The problem —
In the listing below, swap "river water" for "lake water" from the line with "In the photograph above, where can the river" to the line with "(1231, 229)", and write out only those lines with nothing else changed.

___ Material provided

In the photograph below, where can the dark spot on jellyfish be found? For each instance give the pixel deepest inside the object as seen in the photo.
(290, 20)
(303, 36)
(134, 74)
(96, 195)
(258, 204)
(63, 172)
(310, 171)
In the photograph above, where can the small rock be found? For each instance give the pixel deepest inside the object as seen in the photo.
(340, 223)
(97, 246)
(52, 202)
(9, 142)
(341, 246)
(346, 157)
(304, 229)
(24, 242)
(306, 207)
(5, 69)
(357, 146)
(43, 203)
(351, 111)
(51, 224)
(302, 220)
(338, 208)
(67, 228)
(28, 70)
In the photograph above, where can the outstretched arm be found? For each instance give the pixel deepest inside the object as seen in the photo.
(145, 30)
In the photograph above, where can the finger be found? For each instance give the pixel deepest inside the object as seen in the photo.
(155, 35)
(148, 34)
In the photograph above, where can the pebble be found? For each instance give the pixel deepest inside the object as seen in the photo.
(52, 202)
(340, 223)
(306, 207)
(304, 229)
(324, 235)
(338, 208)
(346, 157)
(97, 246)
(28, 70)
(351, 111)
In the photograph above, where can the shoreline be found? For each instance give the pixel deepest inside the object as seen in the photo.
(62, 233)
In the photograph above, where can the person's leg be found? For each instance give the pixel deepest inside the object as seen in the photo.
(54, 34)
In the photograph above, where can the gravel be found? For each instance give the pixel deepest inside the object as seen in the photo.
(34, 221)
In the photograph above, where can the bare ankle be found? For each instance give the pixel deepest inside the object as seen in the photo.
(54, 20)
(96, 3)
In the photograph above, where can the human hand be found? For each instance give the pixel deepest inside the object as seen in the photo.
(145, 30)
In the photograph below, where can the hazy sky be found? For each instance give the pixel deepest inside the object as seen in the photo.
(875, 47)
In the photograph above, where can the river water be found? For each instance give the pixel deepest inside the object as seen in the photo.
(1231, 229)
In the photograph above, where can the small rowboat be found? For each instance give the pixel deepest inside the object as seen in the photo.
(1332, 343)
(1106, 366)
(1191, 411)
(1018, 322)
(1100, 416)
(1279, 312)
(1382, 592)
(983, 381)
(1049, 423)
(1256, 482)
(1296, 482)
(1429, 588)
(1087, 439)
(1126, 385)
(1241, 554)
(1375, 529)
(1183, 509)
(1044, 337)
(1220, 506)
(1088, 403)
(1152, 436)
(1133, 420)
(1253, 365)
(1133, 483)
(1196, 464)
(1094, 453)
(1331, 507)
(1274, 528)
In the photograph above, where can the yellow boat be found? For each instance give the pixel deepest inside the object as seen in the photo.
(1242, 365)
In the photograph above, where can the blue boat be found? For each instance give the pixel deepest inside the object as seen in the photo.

______
___ Material provided

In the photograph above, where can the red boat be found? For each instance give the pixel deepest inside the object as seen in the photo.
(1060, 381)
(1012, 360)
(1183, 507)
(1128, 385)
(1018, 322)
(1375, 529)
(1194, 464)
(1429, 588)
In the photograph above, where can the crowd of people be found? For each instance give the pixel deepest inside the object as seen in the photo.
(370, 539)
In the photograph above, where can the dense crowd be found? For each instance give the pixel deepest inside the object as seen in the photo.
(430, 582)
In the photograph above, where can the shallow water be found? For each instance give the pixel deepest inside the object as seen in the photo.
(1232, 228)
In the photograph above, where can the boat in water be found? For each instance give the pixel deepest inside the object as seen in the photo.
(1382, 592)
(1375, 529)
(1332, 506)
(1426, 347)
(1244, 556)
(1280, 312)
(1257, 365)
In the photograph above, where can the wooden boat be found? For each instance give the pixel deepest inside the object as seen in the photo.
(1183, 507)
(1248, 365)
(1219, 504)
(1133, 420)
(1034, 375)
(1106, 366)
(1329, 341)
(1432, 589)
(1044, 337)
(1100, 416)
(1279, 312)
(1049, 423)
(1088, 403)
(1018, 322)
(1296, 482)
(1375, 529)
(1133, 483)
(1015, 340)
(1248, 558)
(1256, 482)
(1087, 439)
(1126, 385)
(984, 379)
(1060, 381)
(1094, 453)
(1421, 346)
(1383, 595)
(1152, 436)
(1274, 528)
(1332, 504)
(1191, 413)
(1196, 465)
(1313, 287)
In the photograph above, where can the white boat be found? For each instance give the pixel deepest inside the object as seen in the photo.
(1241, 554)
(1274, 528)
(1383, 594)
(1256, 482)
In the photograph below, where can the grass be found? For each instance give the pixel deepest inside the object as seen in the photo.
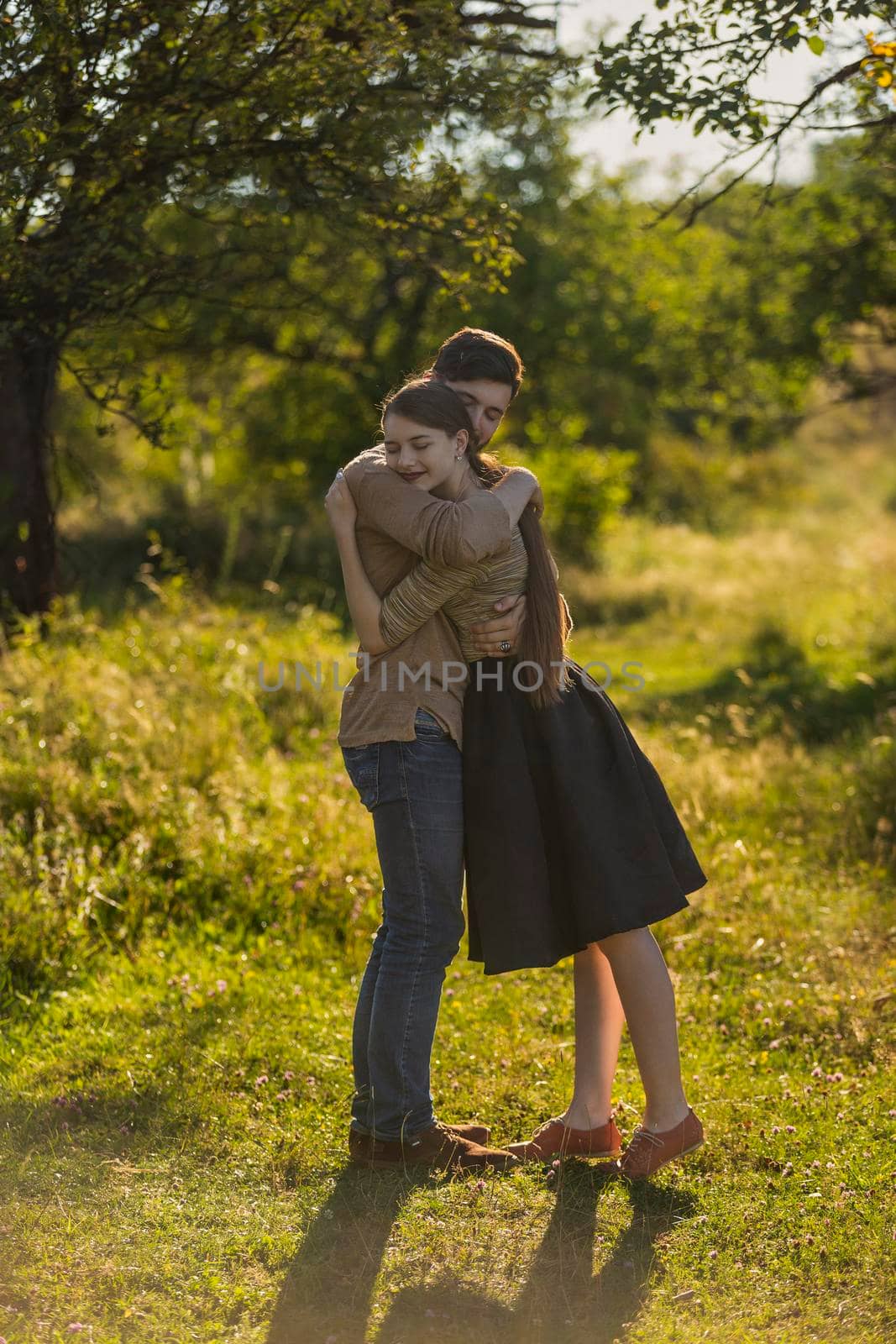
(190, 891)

______
___ Material provided

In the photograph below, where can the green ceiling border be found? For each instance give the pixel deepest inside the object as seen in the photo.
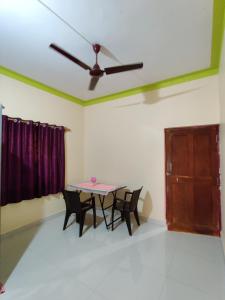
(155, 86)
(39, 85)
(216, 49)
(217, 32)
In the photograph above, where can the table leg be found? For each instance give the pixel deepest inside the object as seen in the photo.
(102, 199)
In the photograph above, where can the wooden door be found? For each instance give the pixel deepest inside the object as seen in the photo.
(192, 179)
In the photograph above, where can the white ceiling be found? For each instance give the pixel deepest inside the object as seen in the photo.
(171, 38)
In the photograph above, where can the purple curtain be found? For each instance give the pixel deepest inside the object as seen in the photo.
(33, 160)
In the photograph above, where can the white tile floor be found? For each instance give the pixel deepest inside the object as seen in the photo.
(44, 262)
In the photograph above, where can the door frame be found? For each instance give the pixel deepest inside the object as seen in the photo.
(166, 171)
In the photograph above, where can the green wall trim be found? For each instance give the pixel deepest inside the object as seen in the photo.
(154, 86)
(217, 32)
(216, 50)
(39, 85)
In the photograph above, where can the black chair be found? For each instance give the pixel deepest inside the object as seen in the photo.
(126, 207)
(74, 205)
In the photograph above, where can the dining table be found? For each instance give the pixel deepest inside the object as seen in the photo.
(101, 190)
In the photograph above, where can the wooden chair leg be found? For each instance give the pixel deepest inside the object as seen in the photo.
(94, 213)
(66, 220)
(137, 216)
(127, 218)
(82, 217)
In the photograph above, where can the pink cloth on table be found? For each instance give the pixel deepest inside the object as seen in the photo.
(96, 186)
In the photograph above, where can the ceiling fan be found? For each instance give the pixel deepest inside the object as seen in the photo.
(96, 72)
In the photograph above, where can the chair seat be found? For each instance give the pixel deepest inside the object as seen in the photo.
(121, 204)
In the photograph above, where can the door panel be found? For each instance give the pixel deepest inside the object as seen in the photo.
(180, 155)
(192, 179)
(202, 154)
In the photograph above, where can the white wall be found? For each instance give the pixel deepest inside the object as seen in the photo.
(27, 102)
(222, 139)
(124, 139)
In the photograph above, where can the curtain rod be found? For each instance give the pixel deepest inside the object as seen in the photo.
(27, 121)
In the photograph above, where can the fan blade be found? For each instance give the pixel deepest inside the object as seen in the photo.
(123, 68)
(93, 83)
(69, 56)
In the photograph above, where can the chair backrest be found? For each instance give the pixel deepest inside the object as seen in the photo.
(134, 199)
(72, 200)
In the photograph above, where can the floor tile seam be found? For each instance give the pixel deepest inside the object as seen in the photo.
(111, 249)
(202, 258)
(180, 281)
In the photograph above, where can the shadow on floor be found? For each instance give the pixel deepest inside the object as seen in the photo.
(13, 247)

______

Response —
In the photograph above, where can the lake water be found? For each instance give the pixel deepest inside the object as seen in the photo.
(1231, 229)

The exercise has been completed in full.